For the material below, return exactly the lines starting at the line containing "For every instance of the stone archway, the" and ending at the line containing "For every instance of the white motorboat, the", both ends included, and no others.

+ + +

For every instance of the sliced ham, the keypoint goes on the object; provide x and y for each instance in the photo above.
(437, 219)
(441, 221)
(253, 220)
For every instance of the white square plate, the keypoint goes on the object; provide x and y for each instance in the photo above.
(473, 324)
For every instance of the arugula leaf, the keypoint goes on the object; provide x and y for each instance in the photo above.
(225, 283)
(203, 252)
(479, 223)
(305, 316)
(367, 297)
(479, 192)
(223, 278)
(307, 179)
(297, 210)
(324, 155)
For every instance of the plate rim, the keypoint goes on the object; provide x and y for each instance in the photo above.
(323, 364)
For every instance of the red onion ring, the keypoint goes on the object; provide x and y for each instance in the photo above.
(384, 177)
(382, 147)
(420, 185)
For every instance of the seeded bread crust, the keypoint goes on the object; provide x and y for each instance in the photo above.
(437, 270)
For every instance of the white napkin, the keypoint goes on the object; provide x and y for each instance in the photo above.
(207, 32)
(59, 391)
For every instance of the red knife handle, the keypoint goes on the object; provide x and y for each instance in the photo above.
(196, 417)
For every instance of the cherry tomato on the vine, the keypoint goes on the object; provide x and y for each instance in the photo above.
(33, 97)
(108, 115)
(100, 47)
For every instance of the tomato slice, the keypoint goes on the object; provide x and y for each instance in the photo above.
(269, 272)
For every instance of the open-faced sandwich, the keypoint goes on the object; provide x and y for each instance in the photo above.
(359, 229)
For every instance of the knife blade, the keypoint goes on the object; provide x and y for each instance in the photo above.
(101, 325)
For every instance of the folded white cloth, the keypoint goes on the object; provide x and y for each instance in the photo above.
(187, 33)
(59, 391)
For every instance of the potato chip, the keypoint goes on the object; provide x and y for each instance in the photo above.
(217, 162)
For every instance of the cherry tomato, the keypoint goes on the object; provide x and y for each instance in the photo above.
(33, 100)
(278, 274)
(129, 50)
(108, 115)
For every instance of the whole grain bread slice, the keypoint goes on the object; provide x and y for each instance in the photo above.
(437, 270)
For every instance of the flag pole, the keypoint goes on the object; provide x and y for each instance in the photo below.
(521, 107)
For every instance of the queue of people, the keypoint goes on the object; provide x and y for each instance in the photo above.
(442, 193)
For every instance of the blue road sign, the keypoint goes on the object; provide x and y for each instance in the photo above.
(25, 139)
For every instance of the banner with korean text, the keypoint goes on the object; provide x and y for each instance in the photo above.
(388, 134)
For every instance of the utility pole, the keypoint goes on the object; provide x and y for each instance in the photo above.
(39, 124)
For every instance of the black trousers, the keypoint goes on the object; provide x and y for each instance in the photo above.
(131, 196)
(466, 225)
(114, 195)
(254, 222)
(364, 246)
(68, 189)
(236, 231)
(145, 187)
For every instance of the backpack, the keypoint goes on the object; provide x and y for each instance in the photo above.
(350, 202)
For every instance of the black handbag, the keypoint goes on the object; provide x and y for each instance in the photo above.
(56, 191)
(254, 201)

+ + +

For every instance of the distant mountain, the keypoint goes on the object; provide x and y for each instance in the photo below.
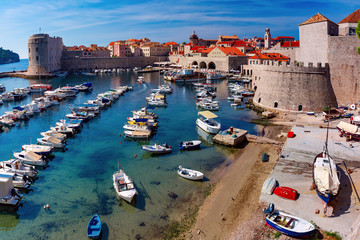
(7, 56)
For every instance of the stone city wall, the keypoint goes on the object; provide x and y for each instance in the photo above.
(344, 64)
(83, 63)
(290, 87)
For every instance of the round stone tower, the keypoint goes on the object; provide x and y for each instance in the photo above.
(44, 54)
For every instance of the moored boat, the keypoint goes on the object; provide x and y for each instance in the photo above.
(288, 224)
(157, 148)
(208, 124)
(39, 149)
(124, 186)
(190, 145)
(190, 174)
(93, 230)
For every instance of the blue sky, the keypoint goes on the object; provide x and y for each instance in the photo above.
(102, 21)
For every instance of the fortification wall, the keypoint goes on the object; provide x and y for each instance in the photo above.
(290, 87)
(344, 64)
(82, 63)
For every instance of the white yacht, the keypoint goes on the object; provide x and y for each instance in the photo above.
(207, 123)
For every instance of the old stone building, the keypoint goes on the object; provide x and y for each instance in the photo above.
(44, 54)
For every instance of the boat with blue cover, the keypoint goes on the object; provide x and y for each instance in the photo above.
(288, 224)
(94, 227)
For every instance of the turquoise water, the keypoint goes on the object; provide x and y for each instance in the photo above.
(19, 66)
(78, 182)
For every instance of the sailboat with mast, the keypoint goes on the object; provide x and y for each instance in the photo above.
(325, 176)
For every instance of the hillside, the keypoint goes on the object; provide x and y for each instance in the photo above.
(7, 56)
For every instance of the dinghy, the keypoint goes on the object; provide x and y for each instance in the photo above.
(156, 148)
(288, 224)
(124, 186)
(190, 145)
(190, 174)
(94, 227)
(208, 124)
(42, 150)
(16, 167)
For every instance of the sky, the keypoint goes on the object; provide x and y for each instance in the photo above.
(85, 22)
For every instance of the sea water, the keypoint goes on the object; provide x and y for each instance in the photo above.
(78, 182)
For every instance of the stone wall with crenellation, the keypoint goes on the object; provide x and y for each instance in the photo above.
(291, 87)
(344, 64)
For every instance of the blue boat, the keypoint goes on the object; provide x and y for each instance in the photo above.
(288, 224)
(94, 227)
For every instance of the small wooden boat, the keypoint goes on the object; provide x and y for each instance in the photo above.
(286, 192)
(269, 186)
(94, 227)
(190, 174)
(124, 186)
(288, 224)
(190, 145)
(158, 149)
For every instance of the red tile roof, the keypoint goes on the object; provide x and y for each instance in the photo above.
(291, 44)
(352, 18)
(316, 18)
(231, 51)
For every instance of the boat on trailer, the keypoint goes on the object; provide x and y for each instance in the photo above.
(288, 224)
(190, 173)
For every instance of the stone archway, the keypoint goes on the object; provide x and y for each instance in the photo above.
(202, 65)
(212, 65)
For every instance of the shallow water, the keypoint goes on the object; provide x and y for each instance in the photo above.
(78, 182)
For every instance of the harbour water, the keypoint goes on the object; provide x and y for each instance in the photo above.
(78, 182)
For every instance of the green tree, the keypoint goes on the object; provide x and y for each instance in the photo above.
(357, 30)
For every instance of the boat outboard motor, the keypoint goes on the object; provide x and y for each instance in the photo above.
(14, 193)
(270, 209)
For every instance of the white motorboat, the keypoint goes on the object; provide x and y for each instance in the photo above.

+ + +

*Output for this exercise:*
For every instance of the stone archway, the keypoint goes on the object; provide x and y for each instance in the photo above.
(202, 65)
(212, 65)
For every instance of the shallow water, the keypoint goes on the object; provide x and y for each instance in the photo above.
(78, 182)
For every instance of the harbour water, the keypoint goes on the object; provide x and y for each instance in the photo above.
(78, 182)
For every instance of the green tree, the keypoint goes on the object; provide x and y for each instance in the photo above.
(357, 30)
For every instance of the boat outboard motor, the keypoint goes on the object; provide x and y for each instance in the photo above.
(14, 193)
(270, 209)
For every instance of the white motorboat, the keypoint goes on the object; provide x and y for each instance in the photo above.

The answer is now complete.